=== Using the information ===
1/ Reproduce the passage on Tennyson's In Memoriam from "Ring in the valiant" up to and including "leaving humanity behind.".
2/ According to the passage on Tennyson's In Memoriam, how are the first, second, and third Christmases in the poem described?
3/ Continue the passage on Tennyson's In Memoriam from the point where it ends.

=== Document text ===

· · · ·

Ring in the valiant man and free,
   The larger heart, the kindlier hand;
   Ring out the darkness of the land,
Ring in the Christ that is to be.


 
Tennyson’s In Memoriam is an elegy for a friend who died young - and much more. It’s also an exploration of grief, faith, and the anxieties of the Victorian age, when science and technology seemed to be moving far too quickly, leaving humanity behind.
 
In Memoriam consists of 129 poems, which can be read separately—as we are reading number 104 today – or as a narrative which loosely follows the progress of Tennyson’s grief. We sense the chronology through the recurrence of Christmas three times in the course of the poem, marking the passage of years. The first Christmas comes “sadly,” the second “calmly,” and the third “strangely”: living in a new place, the poet experiences Christmas differently. He is in a new place when it comes to his long period of mourning, too. As he listens to the bells of New Year’s Eve, ringing out the old, ringing in the new, he is overwhelmed with the desire to move on. “Ring out the grief that saps the mind / For those that here we see no more,” he says. He also wants to break away from the poetry of sadness, and do something new: “Ring out, ring out my mournful rhymes / But ring the fuller minstrel in.”

· · · ·

=== Material provided ===

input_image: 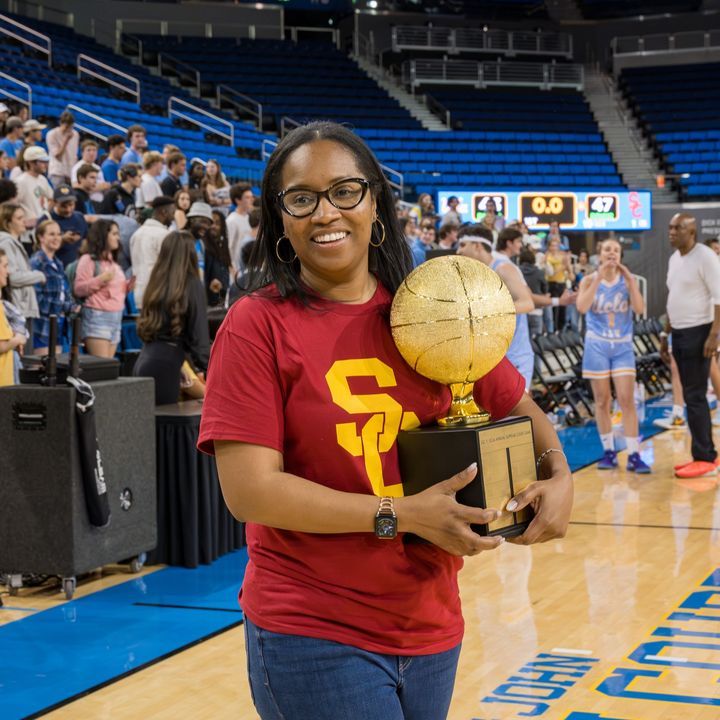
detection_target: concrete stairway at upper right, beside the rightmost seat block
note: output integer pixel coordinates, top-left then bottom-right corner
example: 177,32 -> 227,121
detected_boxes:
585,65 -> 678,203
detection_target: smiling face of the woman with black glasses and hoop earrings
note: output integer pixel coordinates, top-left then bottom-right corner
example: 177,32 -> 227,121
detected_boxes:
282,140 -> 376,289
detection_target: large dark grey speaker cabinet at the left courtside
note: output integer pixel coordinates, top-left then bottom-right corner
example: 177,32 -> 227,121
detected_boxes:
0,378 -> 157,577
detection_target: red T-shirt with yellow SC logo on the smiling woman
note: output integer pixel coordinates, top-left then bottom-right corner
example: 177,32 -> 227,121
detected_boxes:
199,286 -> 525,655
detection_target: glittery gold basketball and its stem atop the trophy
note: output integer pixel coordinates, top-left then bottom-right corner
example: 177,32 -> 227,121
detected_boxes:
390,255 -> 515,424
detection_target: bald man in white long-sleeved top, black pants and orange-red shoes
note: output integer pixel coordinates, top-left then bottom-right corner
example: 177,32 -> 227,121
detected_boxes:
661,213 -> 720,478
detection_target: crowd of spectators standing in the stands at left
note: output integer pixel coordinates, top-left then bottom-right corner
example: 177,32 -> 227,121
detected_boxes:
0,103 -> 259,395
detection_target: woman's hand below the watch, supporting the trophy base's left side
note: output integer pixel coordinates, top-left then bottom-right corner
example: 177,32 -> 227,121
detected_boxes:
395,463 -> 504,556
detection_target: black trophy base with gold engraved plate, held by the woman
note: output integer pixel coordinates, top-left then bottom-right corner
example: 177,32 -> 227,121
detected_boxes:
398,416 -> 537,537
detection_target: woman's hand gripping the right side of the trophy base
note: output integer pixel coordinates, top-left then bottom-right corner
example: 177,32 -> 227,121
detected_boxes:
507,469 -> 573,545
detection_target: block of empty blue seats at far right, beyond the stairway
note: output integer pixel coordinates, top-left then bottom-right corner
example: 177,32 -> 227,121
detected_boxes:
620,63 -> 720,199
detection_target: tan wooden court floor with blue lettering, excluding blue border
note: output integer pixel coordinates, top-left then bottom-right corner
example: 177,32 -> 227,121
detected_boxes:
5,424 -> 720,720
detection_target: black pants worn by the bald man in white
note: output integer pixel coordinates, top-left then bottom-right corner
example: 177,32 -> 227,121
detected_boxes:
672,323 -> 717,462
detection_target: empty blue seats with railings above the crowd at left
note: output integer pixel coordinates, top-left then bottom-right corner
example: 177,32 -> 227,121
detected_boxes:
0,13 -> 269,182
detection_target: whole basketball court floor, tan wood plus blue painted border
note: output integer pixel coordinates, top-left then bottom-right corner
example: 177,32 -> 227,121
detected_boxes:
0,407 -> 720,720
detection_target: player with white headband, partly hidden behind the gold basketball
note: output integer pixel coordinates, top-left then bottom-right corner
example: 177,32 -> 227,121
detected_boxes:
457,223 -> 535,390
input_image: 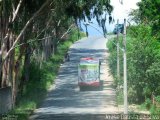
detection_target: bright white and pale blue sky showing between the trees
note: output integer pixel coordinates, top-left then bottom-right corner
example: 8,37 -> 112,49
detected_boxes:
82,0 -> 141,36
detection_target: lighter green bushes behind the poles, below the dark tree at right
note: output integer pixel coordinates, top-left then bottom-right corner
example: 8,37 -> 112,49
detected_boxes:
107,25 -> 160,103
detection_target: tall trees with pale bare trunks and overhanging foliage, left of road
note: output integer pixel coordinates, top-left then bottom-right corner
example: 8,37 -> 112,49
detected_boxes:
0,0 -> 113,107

· · · ·

=== Responses per task ===
1/
Ring in the valiant man and free,
   The larger heart, the kindlier hand;
   Ring out the darkness of the land,
Ring in the Christ that is to be.


 
Tennyson’s In Memoriam is an elegy for a friend who died young - and much more. It’s also an exploration of grief, faith, and the anxieties of the Victorian age, when science and technology seemed to be moving far too quickly, leaving humanity behind.

2/ The first comes "sadly," the second "calmly," and the third "strangely."

3/
 
The poet longs for a personal transformation, but he doesn’t stop there. He wants to ring in a new year of transformation for the nation and the world. He wants these bells to ring out “the feud of rich and poor” and “the faithless coldness of the times.” And, in words that will certainly resonate for us in this moment, he pleads for an end to “ancient forms of party strife… the civic slander and the spite.” In their place he wants “nobler modes of life,” “love of truth and right… [and] the common love of good…”
 
On the cusp of a new year, Tennyson prays for a new self, a new nation, a new world. In the end, his prayer becomes an Advent prayer: “ring in the Christ that is to be.”
 
Whether intentionally or not, Tennyson’s poem echoes the Biblical tradition of the Jubilee Year, which was a time of freedom and rest—a sabbath year. Debts were to be forgiven, and even the land was to be allowed to lie fallow. It was a year to reset and renew, to redress the imbalances in society. The Jubilee is part of the Christian tradition, too. When Jesus stood up in the synagogue at Nazareth at the beginning of his public ministry, he quoted words of the prophet Isaiah – Jubilee words:  “The Spirit of the Lord is upon me, because he has anointed me to bring glad tidings to the poor. He has sent me to proclaim liberty to captives and recovery of sight to the blind, to let the oppressed go free, and to proclaim a year acceptable to the Lord.”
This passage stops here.